[INSTRUCTION A] Based on the semiconductor device text, decide whether each statement agrees with it, answering yes or no and quoting the deciding words. (i) In Embodiment 3, both gate insulating films are made of an ordinary silicon thermal oxide film. (ii) The gate electrode of the n-type MIS transistor includes a TaSiN layer. (iii) The height of the gate electrode should desirably be around 100 nm.

─── TEXT BLOCK

Incidentally, if MoC is to be employed as a gate electrode of p-type MIS transistor, it is only required to modify the aforementioned process as explained below. Specifically, subsequent to the step shown in FIG. 16, an additional step is supplemented wherein the p-type well region is masked by using a resist film and carbon is injected into Mo selectively, i.e., only in the n-type well region, by ion implantation. Due to the addition of this step, it is possible to form MoC in the gate electrode of the p-type MIS transistor when heat treatment for activating the impurity of the heavily impurity doped region of the source/drain regions. As an alternative method, a resist mask may be employed in place of the Si₃N₄mask employed at the step shown in FIG. 15. Subsequently, this resist mask is removed by using a releasing liquid or by dry etching. The surface of the SiO₂film which is exposed as a result of the removal of the resist mask is now in a state where carbon included in the resist is adsorbed thereon as a residual carbon. Then, Mo is deposited on this SiO₂surface and subsequently subjected to a heating step, thereby making it possible to form MoC at the interface of the electrode/SiO₂locating only in the n-type well region. It is possible, in this manner, to fabricate a p-type MIS transistor having a gate electrode consisting of MoC.

Embodiment 3

FIG. 19 is a cross-sectional view of a semiconductor device according to this embodiment.
In this embodiment, a p-type impurity region (p-type well) and an n-type impurity region (n-type well) are separately formed in a p-type silicon substrate. Gate insulating films are both formed of an ordinary silicon thermal oxide film 1, the thickness of the silicon thermal oxide film 1 being preferably 2 nm or less. A gate electrode is formed on the gate insulating film. In an n-type MIS transistor, the gate electrode is constituted by a laminate structure comprising an MoB₂layer 4 and a CrB₂layer 6. Whereas in a p-type MIS transistor, the gate electrode is constituted by a laminate structure comprising an Mo layer 5, a TaSiN layer 10 and a CrB₂layer 6. In both of these MIS transistors, the height of the gate electrode should desirably be around 50 nm and the thickness of the TaSiN layer 10 should preferably be 5 nm or less in order to minimize differences in height among these electrodes.

──────
─── PROVIDED RECORDS

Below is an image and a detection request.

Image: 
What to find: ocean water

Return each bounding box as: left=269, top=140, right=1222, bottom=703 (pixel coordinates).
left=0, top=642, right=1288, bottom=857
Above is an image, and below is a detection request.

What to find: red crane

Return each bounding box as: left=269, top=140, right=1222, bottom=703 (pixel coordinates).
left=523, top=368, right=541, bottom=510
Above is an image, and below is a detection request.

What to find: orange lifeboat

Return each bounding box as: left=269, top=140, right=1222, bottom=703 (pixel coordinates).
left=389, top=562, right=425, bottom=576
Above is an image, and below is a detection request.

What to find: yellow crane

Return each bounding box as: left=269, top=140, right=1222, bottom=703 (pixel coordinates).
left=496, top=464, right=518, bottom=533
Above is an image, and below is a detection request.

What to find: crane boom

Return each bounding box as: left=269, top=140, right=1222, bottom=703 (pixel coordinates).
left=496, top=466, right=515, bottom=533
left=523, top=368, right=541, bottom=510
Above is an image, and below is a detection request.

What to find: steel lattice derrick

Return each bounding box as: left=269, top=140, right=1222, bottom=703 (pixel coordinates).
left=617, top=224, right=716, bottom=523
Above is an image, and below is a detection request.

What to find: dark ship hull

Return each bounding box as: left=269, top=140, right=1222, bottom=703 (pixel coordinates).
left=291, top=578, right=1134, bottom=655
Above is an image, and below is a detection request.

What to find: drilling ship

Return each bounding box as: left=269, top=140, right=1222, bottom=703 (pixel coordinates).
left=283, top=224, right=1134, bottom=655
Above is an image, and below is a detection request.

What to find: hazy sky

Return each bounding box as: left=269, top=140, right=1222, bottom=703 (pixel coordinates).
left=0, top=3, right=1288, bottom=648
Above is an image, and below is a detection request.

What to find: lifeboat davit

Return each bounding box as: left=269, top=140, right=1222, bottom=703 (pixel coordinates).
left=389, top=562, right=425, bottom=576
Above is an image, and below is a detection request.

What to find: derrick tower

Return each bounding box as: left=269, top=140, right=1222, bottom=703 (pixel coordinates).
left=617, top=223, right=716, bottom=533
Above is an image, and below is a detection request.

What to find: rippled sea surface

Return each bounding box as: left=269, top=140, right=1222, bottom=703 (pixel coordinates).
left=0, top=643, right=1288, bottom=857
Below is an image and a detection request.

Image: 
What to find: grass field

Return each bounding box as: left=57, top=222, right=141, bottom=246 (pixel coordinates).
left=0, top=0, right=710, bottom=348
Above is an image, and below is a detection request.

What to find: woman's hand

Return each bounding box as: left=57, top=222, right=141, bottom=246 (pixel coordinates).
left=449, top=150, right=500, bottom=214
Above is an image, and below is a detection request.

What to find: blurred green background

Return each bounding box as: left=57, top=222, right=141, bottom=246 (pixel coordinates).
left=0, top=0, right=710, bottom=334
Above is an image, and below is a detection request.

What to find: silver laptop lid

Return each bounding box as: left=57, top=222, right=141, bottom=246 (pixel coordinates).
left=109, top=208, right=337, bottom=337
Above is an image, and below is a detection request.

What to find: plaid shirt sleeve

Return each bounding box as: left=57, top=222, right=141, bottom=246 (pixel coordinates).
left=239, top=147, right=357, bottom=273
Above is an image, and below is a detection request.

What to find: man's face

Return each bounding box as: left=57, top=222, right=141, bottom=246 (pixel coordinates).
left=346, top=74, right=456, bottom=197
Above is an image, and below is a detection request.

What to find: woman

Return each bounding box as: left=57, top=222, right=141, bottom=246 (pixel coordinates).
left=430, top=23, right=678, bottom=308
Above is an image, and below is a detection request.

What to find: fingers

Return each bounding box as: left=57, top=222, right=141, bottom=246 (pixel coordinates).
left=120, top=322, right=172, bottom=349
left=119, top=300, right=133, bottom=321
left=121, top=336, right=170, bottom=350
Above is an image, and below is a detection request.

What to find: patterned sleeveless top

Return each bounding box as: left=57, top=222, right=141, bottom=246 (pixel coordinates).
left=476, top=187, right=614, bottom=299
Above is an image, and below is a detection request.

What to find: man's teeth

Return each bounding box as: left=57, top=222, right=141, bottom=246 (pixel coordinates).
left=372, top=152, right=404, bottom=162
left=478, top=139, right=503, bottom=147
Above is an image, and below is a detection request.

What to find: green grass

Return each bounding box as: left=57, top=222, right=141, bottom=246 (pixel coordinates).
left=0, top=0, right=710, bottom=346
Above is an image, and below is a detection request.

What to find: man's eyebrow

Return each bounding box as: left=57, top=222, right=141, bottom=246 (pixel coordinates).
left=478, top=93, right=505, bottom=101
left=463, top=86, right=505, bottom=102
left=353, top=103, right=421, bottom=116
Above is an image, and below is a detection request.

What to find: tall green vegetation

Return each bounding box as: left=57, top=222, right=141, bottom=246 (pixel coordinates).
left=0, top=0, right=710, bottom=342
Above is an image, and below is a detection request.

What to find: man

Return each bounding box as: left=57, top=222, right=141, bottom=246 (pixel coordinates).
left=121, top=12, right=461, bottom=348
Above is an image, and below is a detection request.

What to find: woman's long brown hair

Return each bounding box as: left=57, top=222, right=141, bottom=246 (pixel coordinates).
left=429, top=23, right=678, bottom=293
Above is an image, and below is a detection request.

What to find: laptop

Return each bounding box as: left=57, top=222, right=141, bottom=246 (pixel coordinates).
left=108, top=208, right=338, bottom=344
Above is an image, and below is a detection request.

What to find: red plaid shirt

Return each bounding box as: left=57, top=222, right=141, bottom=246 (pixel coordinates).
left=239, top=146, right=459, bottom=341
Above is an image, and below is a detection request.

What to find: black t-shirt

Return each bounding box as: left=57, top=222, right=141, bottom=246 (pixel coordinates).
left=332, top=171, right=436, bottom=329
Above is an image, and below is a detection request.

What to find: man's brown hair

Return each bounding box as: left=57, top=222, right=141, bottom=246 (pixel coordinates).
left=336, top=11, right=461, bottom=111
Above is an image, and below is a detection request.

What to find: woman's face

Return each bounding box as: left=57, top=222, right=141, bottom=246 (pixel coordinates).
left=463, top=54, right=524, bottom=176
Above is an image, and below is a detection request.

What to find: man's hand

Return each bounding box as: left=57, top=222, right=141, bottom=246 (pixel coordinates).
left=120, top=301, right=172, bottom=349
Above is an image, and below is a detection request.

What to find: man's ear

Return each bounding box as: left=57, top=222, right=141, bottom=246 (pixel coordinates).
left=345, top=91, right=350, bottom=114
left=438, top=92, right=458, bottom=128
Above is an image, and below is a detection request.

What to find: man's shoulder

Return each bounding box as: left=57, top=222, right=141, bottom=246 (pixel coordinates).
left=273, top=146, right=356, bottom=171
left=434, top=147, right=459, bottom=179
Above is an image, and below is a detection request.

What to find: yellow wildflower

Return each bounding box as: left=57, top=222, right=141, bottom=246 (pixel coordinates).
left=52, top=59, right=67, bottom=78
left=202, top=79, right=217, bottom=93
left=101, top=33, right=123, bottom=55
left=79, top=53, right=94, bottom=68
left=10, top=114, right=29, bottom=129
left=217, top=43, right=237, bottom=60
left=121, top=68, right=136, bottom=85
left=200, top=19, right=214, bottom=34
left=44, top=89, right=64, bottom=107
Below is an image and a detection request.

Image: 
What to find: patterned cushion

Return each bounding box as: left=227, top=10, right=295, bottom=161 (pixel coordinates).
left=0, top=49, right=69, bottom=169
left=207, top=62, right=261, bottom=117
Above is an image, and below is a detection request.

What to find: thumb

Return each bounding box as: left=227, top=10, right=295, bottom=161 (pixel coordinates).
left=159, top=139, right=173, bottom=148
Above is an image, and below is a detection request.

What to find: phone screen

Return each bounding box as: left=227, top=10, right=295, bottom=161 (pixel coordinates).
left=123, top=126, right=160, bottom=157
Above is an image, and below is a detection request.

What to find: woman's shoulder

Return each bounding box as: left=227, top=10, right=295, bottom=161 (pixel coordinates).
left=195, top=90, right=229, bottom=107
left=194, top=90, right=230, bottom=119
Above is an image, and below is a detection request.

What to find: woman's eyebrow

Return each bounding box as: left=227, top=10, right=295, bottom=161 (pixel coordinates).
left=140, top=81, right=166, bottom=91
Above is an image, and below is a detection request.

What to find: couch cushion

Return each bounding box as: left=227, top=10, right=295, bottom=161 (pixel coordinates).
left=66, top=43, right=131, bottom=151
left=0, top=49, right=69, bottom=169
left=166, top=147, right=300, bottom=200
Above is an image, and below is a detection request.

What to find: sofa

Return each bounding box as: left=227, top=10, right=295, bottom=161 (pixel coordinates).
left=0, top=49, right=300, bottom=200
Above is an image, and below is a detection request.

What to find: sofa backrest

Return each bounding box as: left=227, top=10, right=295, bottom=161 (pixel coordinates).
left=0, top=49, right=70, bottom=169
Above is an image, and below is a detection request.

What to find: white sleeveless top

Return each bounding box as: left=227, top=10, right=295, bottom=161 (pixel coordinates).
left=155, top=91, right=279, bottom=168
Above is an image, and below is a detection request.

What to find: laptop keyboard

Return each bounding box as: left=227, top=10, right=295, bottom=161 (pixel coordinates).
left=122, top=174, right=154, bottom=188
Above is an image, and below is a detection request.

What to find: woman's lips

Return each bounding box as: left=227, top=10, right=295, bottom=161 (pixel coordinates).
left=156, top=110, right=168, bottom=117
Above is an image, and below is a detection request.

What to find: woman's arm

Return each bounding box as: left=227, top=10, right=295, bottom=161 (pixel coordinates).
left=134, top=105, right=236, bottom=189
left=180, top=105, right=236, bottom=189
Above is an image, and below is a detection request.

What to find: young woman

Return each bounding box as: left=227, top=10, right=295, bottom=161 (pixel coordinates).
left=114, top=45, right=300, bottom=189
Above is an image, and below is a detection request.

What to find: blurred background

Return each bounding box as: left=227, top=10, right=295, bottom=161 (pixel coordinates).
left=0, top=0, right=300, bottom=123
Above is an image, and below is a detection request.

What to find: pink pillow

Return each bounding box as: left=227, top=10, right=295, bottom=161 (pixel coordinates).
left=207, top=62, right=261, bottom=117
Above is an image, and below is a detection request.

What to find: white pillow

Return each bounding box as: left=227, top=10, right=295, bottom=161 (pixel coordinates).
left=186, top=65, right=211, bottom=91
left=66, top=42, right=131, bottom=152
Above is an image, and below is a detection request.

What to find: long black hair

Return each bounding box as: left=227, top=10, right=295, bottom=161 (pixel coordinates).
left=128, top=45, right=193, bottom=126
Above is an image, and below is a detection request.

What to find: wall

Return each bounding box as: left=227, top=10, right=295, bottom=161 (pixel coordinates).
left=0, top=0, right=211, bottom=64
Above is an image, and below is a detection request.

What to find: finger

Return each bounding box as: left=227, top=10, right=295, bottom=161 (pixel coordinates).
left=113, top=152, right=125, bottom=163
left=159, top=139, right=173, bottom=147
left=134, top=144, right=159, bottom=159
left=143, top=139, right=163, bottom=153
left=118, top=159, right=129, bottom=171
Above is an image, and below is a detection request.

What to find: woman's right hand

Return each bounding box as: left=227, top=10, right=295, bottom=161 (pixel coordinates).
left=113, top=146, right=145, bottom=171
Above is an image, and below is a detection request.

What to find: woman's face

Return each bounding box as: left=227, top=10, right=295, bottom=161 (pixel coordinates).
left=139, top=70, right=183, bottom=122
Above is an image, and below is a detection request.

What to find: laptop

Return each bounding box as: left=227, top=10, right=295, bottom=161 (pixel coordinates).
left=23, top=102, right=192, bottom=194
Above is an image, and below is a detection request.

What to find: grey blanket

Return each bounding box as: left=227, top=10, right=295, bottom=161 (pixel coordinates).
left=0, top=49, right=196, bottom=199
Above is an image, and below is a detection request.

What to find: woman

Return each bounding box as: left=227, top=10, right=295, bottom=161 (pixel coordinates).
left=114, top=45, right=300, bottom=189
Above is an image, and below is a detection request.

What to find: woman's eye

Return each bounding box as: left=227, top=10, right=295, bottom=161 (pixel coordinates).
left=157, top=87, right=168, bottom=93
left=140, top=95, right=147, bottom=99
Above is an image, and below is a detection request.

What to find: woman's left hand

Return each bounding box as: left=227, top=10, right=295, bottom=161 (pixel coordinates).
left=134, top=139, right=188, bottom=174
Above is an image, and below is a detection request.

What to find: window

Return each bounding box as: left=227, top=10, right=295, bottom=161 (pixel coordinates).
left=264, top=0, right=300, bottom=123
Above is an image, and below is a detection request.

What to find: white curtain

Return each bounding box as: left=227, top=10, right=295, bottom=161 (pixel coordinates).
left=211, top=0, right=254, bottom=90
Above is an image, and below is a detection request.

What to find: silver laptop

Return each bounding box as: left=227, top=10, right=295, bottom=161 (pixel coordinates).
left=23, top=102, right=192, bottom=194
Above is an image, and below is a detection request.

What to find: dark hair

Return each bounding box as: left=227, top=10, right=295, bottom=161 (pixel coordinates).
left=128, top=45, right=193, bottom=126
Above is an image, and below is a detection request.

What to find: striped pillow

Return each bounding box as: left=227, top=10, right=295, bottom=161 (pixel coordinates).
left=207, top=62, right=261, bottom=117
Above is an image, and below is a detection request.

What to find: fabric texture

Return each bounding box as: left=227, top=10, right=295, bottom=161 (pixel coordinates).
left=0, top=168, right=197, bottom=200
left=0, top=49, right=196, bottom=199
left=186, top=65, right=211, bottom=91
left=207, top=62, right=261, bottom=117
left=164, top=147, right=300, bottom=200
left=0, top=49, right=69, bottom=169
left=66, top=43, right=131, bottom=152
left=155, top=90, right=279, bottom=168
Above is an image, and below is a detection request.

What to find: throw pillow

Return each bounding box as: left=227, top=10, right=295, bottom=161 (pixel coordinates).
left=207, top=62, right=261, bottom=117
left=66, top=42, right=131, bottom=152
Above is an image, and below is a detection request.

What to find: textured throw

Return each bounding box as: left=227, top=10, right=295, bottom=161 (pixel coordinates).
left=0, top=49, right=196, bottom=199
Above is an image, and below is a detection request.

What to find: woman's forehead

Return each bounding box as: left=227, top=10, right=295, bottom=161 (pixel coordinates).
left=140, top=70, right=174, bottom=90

──────

[INSTRUCTION B] Reproduce the rows from their start through the line containing "left=291, top=578, right=1134, bottom=655", inclusive, with "detection request" replaced by "search request" and everything else left unchanged.

[EXPECTED OUTPUT A]
(i) Yes: "Gate insulating films are both formed of an ordinary silicon thermal oxide film 1"
(ii) No: "In an n-type MIS transistor, the gate electrode is constituted by a laminate structure comprising an MoB₂layer 4 and a CrB₂layer 6."
(iii) No: "the height of the gate electrode should desirably be around 50 nm"

[EXPECTED OUTPUT B]
Below is an image and a search request.

Image: 
What to find: ocean water

Return each bounding box as: left=269, top=140, right=1222, bottom=703 (pixel coordinates).
left=0, top=642, right=1288, bottom=857
Above is an image, and below is a search request.

What to find: red crane

Return each bounding box as: left=269, top=140, right=1222, bottom=703 (pixel coordinates).
left=523, top=368, right=541, bottom=510
Above is an image, and below is a search request.

What to find: orange lifeboat

Return each bounding box as: left=269, top=140, right=1222, bottom=703 (pixel coordinates).
left=389, top=562, right=425, bottom=576
Above is an image, and below is a search request.

What to find: yellow crane

Return each bounding box as: left=269, top=140, right=1222, bottom=703 (pixel coordinates).
left=496, top=464, right=518, bottom=533
Above is an image, and below is a search request.

What to find: crane boom

Return each bounding box as: left=269, top=140, right=1222, bottom=703 (pixel coordinates).
left=496, top=466, right=515, bottom=533
left=523, top=368, right=541, bottom=510
Above is an image, and below is a search request.

What to find: steel lattice derrick

Return each bounding box as: left=269, top=140, right=1222, bottom=703 (pixel coordinates).
left=617, top=224, right=716, bottom=523
Above is an image, and below is a search request.

What to find: dark ship hull

Return each bounding box as: left=269, top=140, right=1222, bottom=703 (pixel coordinates).
left=291, top=578, right=1134, bottom=655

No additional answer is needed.